At Freud’s last home in London
The book in which Freud gave the most complete account of the phenomenon known (after him) as the Freudian slip was first published in 1901 as The Psychopathology of Everyday Life. It’s a collection of essays that was probably better-known and more widely read in Freud’s lifetime than any of his other works. Yet to my mind, it is the most interesting of Freud’s books for the contemporary reader.
The merits of Freud’s study of slips of the tongue and memory lapses are threefold. First, he assigns meaning to incidents that many of us tend to overlook. Forgetting the name of a town where you once stayed, or giving the wrong name to someone you know perfectly well, isn’t simply a memory lapse or passing confusion; it speaks of something in you and your life situation which merits close attention, because you can learn from it. Second, Freud does dreamwork with these incidents, applying the same principles of analysis to episodes in waking life as he applies to dream symbols. Third, his prime lab rat, first and last, is himself. Like Jung (and unlike lesser scientific minds that fail to realize that knowledge is state-specific) he knows that understanding begins with self-knowledge, and that the most important data on inner events (and their interplay with outer events) must be gathered from first-hand experience.

[Referring expression data]
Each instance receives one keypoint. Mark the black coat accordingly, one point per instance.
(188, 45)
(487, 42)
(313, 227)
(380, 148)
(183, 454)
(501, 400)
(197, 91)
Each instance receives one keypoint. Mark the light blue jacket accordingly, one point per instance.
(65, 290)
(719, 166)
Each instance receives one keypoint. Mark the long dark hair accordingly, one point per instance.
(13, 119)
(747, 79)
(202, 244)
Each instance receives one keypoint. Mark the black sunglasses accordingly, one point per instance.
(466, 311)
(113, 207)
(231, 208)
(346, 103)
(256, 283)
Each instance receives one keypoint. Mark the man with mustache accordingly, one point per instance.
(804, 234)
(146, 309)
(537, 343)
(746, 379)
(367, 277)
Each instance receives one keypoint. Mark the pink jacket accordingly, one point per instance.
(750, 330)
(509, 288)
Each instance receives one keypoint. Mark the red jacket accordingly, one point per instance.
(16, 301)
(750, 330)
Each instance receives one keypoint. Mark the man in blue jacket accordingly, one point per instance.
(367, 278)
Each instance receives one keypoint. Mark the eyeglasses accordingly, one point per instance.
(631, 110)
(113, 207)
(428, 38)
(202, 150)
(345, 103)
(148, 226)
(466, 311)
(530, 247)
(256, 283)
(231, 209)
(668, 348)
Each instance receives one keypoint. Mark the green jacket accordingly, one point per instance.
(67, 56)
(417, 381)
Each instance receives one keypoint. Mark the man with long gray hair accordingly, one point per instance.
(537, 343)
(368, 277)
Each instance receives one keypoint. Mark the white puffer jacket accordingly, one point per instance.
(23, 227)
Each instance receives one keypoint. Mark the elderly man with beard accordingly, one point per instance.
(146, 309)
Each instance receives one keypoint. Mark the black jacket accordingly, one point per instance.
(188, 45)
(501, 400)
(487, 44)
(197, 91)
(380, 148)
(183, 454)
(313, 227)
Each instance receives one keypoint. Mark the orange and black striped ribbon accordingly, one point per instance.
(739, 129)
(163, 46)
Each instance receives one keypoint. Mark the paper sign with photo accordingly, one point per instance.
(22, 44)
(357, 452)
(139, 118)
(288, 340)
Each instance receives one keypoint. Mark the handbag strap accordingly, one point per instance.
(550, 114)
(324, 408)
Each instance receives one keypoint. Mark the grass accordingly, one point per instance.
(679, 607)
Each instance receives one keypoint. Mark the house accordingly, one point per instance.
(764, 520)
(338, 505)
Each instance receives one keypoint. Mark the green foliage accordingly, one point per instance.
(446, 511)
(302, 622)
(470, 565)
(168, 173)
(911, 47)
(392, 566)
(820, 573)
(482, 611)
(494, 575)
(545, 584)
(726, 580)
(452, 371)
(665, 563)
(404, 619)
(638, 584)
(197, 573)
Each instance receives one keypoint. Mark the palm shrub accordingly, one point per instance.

## WORK TASK A
Decide whether each statement agrees with the passage on Freud's study of slips. Give yes or no for each, and quote the words from the passage that decide it. (i) The Psychopathology of Everyday Life first appeared in 1901. (ii) The writer judges it the least interesting of Freud's books for today's readers. (iii) Freud's chief subject of study was himself.
## WORK TASK B
Extend the passage on Freud's study of slips of the tongue, picking up right after its final sentence.

## WRITTEN RESPONSE A
(i) Yes: "was first published in 1901 as The Psychopathology of Everyday Life"
(ii) No: "it is the most interesting of Freud’s books for the contemporary reader"
(iii) Yes: "his prime lab rat, first and last, is himself"

## WRITTEN RESPONSE B
We follow Freud down some interesting trails as he studies such phenomena as forgetting names and otherwise well-known phrases and word substitution. He recounts a chance encounter with a fellow-traveler on a train who begins to quote the famous line, in Latin, in which Queen Dido of Carthage issues a terrible curse against Aeneas, the hero who loved her and left her. Exoriare aliquis nostris ex ossibus ultor (Aeneid, IV 625). “Let someone arise from my bones as an avenger.” In the days where a good education still required Latin, Freud’s educated companion would be expected to get the quotation right. But he cannot recollect the harmless indefinite pronoun aliquis. By the end of a long conversation in which Freud guides his travel companion through the free association process he also applies to patients’ dreams, they understand that there may be deep significance to the suppression of a seemingly harmless pronoun. In aliquis the speaker now recognizes the echo of “liquid” and “liquefaction” in the Latin word. This reminds him that he’s alarmed that his girlfriend may have missed her period. He’s scared that he is the “someone” who will be cursed if he abandons his girl and a baby he doesn’t want.
Now we come to the defect in Freud’s approach to Freudian slips, which he called Fehlleistungen, which means “faulty actions” or “misperformances.”. He wants to insist that word-amnesia and name substitution are related to “disturbing complexes” that prompt the psyche to seek to repress memories and information that may cause us pain. We hear of a man who simply cannot remember the name of a business partner who stole his girlfriend and married her; he just doesn’t want to know. Freud can’t remember the name of a town he knows well (Nervi) when treating a neurotic at a time when he himself is feeling nervous and may be heading for a migraine.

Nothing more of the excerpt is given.